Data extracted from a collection
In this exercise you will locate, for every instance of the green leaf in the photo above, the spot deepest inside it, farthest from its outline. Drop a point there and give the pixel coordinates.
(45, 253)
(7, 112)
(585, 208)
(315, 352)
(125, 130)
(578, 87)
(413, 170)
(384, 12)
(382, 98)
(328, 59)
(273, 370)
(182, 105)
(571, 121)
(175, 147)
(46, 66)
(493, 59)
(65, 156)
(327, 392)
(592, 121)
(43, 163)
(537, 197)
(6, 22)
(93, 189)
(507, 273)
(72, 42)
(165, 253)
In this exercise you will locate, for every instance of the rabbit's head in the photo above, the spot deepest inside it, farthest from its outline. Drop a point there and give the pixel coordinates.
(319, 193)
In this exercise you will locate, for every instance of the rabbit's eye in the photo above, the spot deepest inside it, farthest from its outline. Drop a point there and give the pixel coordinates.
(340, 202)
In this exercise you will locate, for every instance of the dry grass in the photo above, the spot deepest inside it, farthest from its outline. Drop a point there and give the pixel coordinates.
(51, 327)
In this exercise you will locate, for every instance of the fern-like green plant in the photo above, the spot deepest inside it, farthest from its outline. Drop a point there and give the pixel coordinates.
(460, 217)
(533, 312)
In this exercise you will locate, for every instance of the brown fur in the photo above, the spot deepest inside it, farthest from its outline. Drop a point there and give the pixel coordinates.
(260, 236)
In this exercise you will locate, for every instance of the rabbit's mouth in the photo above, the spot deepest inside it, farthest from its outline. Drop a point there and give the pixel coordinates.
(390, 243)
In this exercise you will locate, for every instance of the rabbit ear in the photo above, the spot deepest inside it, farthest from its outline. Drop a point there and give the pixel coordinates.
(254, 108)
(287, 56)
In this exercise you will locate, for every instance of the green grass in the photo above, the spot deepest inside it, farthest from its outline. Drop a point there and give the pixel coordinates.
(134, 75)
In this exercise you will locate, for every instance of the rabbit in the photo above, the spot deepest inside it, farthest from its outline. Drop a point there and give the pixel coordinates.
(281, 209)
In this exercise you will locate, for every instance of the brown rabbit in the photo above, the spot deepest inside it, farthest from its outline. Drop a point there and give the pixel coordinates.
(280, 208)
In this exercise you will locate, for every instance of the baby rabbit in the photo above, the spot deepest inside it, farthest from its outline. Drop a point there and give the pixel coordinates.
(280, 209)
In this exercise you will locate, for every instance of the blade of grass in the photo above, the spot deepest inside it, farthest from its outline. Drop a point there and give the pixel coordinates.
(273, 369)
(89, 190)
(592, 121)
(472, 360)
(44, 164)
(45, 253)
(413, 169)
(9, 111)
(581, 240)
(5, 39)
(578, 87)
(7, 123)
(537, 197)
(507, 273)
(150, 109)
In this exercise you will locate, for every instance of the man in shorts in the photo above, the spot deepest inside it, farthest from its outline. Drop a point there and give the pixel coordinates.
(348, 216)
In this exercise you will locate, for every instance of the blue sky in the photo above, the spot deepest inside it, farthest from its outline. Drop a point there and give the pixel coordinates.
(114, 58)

[The task] Copy the lines above, please. Keep them exact.

[The completed task]
In this exercise you will locate, for every instance of the green leaf in the photo above, the spot deepest inside it, farthest from its outline. Drop a point there and give the pixel coordinates.
(45, 253)
(7, 112)
(585, 208)
(315, 352)
(125, 130)
(578, 87)
(413, 170)
(384, 12)
(382, 98)
(328, 59)
(273, 370)
(182, 105)
(571, 121)
(175, 147)
(46, 66)
(493, 59)
(65, 156)
(327, 392)
(592, 121)
(43, 163)
(537, 197)
(6, 22)
(93, 189)
(507, 273)
(72, 42)
(165, 253)
In this exercise you will locate, for every instance of the rabbit's head in the photo above, the spot deepest inside it, farthest from its outline. Drop a point there and give the pixel coordinates.
(319, 193)
In this exercise you will locate, for every instance of the rabbit's eye in the photo above, the spot deepest inside it, farthest from its outline. Drop a point there and give the pixel coordinates.
(340, 202)
In this exercise you will locate, for every instance of the dry grass in the photo above, the spot deepest inside it, farthest from its outline. Drop a point there and give the pixel coordinates.
(51, 327)
In this exercise you will locate, for every instance of the fern-like green plant in the photo above, the spot deepest inside it, farthest from its outline. Drop a point there and give the pixel coordinates.
(460, 217)
(533, 312)
In this exercise you will locate, for every instance of the brown fur in the photo above, the spot deepest inside it, farthest from its outline. Drop a point there and give the pixel coordinates.
(260, 236)
In this exercise you will locate, for every instance of the rabbit's mouth in the photo above, the spot deepest inside it, farthest from its outline. Drop a point there and give the pixel coordinates.
(390, 243)
In this exercise you will locate, for every instance of the rabbit ear in the photo above, the spot deepest inside it, farthest from its outline. Drop a point there and give the pixel coordinates.
(254, 108)
(287, 56)
In this exercise you will locate, for every instance of the green grass in the photo above, the spot deepest inside it, farthest from its outline. Drop a point there and give the pixel coordinates.
(134, 75)
In this exercise you will locate, for every instance of the rabbit in the photo above, the spot deepest inside it, farthest from its outline. Drop a point there and give the pixel coordinates.
(281, 209)
In this exercise you will locate, for every instance of the brown rabbit in the photo above, the spot deepest inside it, farthest from its outline. Drop a point there and give the pixel coordinates.
(280, 208)
In this exercise you will locate, for every instance of the baby rabbit in the photo above, the spot deepest inside it, farthest from its outline. Drop a point there and give the pixel coordinates.
(280, 209)
In this exercise you will locate, for every instance of the blade of grass in the photo above, the spot deepest inside it, farthest from its outline. Drop a point there and give the pixel coordinates.
(273, 369)
(89, 190)
(592, 121)
(472, 360)
(44, 164)
(45, 253)
(413, 169)
(9, 111)
(581, 240)
(5, 39)
(578, 87)
(7, 123)
(537, 197)
(507, 273)
(150, 109)
In this exercise you will locate, for every instance of the man in shorts in the photo above, the spot deepest inside it, farthest from its outline. Drop a point there and give the pixel coordinates.
(348, 216)
In this exercise you will locate, for every instance of the blue sky in the photo above, the spot deepest inside it, farthest from its outline. Drop a point there and give the pixel coordinates.
(114, 58)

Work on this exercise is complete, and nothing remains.